Work item: The reply should give back every entry exactly as written.

Source data:
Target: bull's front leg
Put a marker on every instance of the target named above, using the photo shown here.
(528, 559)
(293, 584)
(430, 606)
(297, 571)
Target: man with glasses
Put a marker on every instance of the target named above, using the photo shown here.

Solution for this problem:
Target: bull's front leg
Put a marker on every instance of the target named above, using the photo shown here.
(528, 559)
(293, 584)
(430, 606)
(297, 571)
Target: man with glasses
Put a marker on every instance of the target named above, using the photo shown here.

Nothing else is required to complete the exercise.